* [Work task]
Tell whether each of these statements agrees with the article about Old St. Peter's Church. Answer yes or no for each, and quote the words from the article that settle it.
1. The church was established in 1873.
2. The church's clergy have always been paid.
3. The church's pews were built for it when it opened.

* [Document segment]
= Beginning of Section =
A block over and up the hill sits Old St. Peter’s Church, which celebrated its 146th anniversary with its annual picnic Aug. 10.
The Rt. Rev. Morgan Johnson lead the congregation in prayer before their potluck picnic. A little over 20 members shared their stories, laughs and looked on as photos from history’s past flashed across a screen.
“We really try to be a local church even though we’re Anglican and have this tradition,” Johnson said. “We just want to be a local, warm inviting church that isn’t busy judging people.”
The church was established in 1873 under the guidance of the Rt. Rev. Benjamin Morris. Johnson said back in the day, just about every main denomination held their services at St. Peter’s.
Johnson said each denomination would switch between using a tent and practicing outside the church, and moving inside and passing along the tent to someone else.
Johnson said all the clergy have always been volunteer, and he even got his start that way in the mid to late 1990s. He said he was surprised when someone approached him and asked him to join the ministry, but he accepted.
Johnson said a lot of the church is its original structure, but has been replaced throughout the years. The walls have been painted, the slits in the ceiling covered over — he even said the ventilation system never worked too well in the winter, and the chimney inside the church would smoke up the building anyway. The pews are from a different church that closed years ago, and the stained glass is from 1903 on the East Coast.
Despite its small congregation, the church continues to move forward, Johnson said, even if he’s sometimes the only one doing maintenance on the building.
At night, to end a long day, locals head to The Spar, which sits atop the same ground as The Old Tacoma Saloon.
= End of Section =
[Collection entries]
= Beginning of Section =
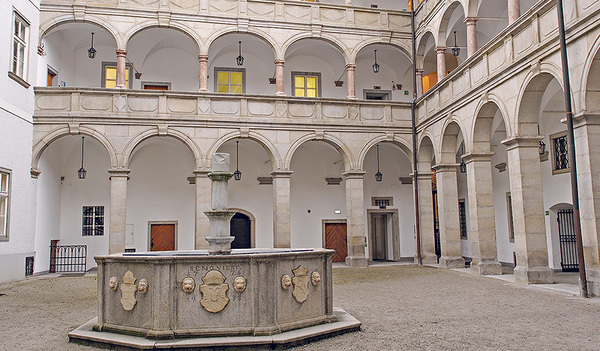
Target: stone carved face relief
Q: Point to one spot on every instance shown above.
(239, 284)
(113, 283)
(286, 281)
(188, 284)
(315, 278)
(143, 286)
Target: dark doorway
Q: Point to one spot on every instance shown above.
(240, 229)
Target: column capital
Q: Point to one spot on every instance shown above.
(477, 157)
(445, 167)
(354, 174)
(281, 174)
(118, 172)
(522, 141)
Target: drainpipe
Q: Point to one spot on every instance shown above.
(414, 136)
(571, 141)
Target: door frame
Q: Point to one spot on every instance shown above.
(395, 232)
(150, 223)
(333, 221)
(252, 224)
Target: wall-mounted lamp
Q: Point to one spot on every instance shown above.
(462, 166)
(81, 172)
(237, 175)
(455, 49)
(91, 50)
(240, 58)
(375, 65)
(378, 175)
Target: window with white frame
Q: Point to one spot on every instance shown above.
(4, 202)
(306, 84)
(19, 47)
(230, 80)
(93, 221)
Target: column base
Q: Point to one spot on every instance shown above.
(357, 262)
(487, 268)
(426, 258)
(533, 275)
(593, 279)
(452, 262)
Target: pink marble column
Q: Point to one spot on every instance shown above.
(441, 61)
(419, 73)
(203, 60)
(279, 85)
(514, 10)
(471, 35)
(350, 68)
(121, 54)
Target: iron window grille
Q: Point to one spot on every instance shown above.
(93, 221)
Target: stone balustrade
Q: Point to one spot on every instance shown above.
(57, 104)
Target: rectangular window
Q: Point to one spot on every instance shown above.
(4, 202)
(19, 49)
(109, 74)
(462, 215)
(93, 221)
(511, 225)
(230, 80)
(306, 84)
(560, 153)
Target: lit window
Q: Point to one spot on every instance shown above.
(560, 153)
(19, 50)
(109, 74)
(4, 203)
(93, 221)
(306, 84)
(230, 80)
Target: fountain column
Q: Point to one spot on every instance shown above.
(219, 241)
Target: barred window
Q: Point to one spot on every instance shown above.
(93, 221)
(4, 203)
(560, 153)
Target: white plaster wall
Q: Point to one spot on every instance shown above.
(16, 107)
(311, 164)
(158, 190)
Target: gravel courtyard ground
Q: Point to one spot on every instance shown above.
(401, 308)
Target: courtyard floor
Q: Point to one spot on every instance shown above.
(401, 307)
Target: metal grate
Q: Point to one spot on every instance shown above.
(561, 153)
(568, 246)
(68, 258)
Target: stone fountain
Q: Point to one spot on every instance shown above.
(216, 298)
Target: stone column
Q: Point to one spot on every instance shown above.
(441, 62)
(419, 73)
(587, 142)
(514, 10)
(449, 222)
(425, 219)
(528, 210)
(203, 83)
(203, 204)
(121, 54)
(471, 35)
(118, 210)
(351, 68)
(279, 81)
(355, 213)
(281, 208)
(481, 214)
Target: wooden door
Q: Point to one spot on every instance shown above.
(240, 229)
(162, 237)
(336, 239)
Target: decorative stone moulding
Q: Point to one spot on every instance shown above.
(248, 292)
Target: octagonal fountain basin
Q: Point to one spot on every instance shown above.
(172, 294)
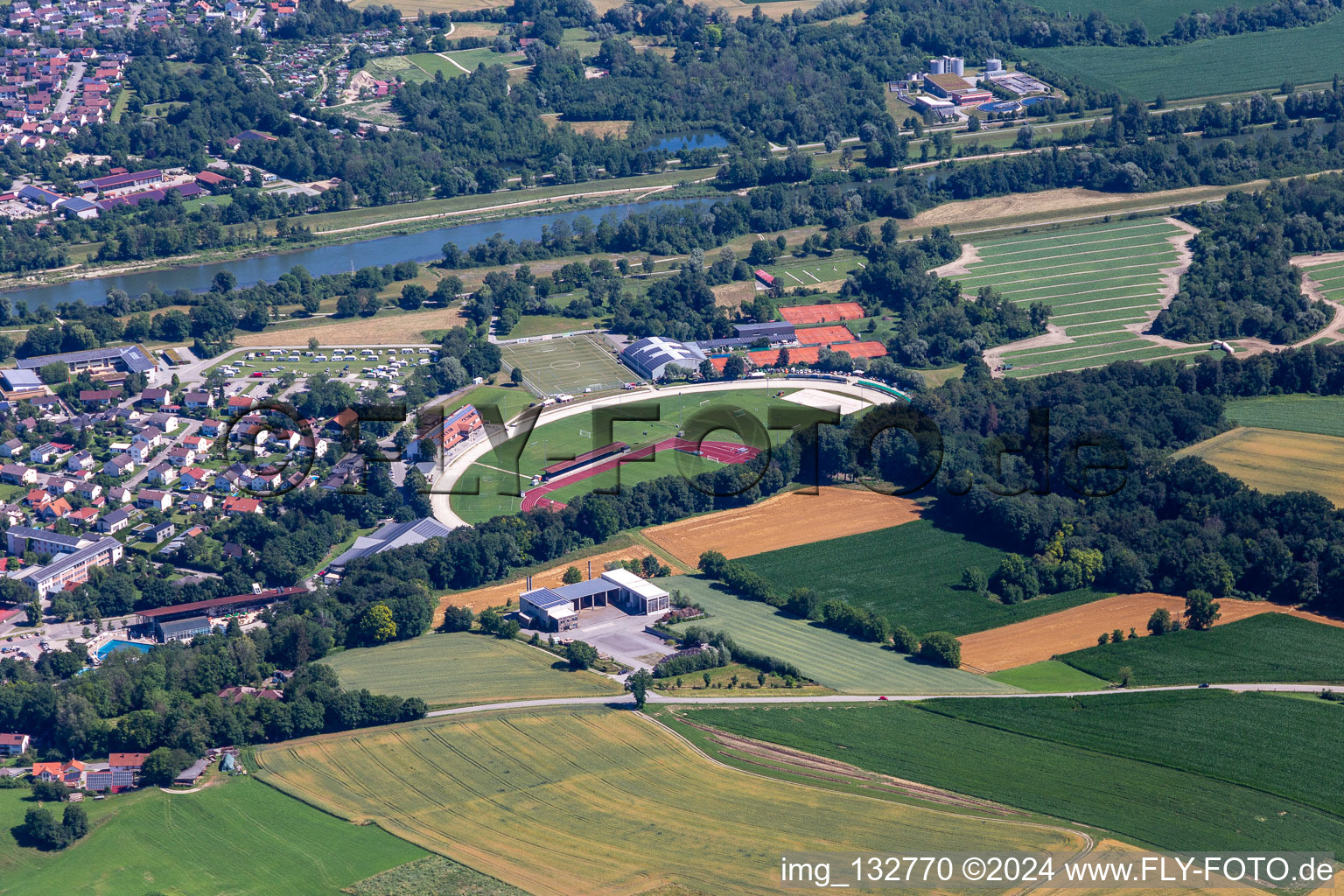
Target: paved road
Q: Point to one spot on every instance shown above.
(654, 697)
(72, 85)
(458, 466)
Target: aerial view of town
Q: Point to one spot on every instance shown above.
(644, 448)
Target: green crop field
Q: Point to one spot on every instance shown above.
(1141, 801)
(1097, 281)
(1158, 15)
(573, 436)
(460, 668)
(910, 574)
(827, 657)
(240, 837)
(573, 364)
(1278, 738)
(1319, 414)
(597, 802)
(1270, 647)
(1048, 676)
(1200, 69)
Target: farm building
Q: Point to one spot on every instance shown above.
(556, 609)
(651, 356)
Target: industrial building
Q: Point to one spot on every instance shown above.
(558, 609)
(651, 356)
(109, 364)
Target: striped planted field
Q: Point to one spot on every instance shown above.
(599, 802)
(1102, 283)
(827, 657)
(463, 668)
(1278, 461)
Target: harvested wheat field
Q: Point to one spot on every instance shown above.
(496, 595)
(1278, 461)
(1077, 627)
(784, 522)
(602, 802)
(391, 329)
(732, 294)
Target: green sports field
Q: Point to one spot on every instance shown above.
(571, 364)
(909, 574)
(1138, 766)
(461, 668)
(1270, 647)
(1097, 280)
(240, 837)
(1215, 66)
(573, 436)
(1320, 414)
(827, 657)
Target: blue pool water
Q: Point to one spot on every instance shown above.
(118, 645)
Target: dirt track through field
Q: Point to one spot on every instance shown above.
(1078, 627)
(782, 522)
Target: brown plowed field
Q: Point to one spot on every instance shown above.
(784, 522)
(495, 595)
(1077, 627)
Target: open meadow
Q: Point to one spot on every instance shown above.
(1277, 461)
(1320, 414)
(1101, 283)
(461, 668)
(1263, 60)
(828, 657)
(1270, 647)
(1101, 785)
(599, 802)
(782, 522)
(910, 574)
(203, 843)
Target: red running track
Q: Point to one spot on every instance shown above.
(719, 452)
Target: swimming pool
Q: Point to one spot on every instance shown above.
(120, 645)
= End of Section =
= Beginning of Section =
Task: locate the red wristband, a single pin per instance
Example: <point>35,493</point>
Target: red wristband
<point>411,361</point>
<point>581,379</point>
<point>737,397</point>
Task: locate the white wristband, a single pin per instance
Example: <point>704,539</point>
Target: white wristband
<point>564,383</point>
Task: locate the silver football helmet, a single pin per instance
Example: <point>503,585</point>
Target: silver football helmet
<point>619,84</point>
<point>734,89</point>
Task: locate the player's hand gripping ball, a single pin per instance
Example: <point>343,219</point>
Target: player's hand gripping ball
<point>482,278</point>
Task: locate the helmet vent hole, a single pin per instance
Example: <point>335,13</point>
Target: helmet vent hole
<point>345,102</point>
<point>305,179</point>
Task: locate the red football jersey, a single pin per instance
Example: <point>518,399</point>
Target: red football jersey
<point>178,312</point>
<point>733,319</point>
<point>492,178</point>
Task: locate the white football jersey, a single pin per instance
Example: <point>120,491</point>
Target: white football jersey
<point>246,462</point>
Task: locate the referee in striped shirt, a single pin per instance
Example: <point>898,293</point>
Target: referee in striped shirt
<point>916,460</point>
= End of Section =
* [Answer]
1. Yes: "The church was established in 1873 under the guidance of the Rt. Rev. Benjamin Morris."
2. No: "Johnson said all the clergy have always been volunteer"
3. No: "The pews are from a different church that closed years ago"